SUPPLIED TEXT —
============================================================

# Angular velocity

In physics, the angular velocity is defined as the rate of change of angular displacement and is a vector quantity (more precisely, a pseudovector) which specifies the angular speed (rotational speed) of an object and the axis about which the object is rotating. The SI unit of angular velocity is radians per second, although it may be measured in other units such as degrees per second, degrees per hour, etc. Angular velocity is usually represented by the symbol omega (ω, rarely Ω).

The direction of the angular velocity vector is perpendicular to the plane of rotation, in a direction which is usually specified by the right-hand rule.[1]

## Angular velocity of a particle

### Particle in two dimensions

The angular velocity of the particle at P with respect to the origin O is determined by the perpendicular component of the velocity vector v.
The angular velocity describes the speed of rotation and the orientation of the instantaneous axis about which the rotation occurs. The direction of the angular velocity pseudovector will be along the axis of rotation; in this case (counter-clockwise rotation) the vector points up.

The angular velocity of a particle is measured around or relative to a point, called the origin. As shown in the diagram (with angles ɸ and θ in radians), if a line is drawn from the origin (O) to the particle (P), then the velocity (v) of the particle has a component along the radius (radial component, v) and a component perpendicular to the radius (cross-radial component, v). If there is no radial component, then the particle moves in a circle. On the other hand, if there is no cross-radial component, then the particle moves along a straight line from the origin.

A radial motion produces no change in the direction of the particle relative to the origin, so for purposes of finding the angular velocity the radial component can be ignored. Therefore, the rotation is completely produced by the perpendicular motion around the origin, and the angular velocity is completely determined by this component.

============================================================

PROVIDED MATERIAL —

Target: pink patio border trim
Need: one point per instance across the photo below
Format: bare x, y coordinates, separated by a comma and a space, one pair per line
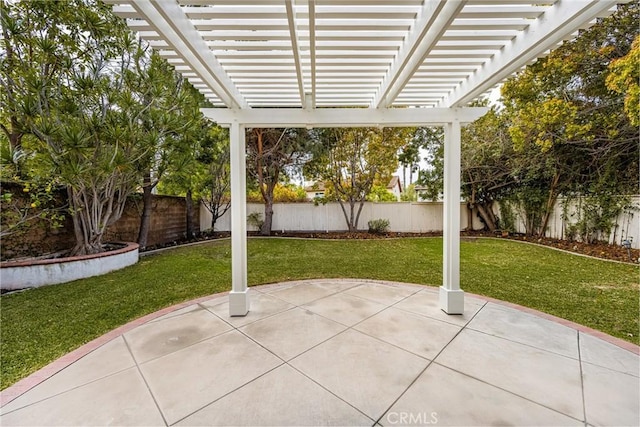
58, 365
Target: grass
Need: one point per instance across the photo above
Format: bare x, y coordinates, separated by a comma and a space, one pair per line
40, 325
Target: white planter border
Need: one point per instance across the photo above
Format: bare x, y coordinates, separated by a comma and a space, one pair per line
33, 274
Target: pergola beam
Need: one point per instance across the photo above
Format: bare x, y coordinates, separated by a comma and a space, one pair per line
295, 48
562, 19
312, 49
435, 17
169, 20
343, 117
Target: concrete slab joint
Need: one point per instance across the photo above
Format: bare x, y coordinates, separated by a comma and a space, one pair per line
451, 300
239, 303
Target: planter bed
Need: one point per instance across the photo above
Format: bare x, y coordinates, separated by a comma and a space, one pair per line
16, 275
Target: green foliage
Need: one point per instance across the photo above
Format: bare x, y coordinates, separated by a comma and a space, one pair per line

============================================================

OBJECTIVE — Reproduce word for word the stretch of the angular velocity text from "The angular velocity of the" through "vector points up.".

ANSWER BELOW —
The angular velocity of the particle at P with respect to the origin O is determined by the perpendicular component of the velocity vector v.
The angular velocity describes the speed of rotation and the orientation of the instantaneous axis about which the rotation occurs. The direction of the angular velocity pseudovector will be along the axis of rotation; in this case (counter-clockwise rotation) the vector points up.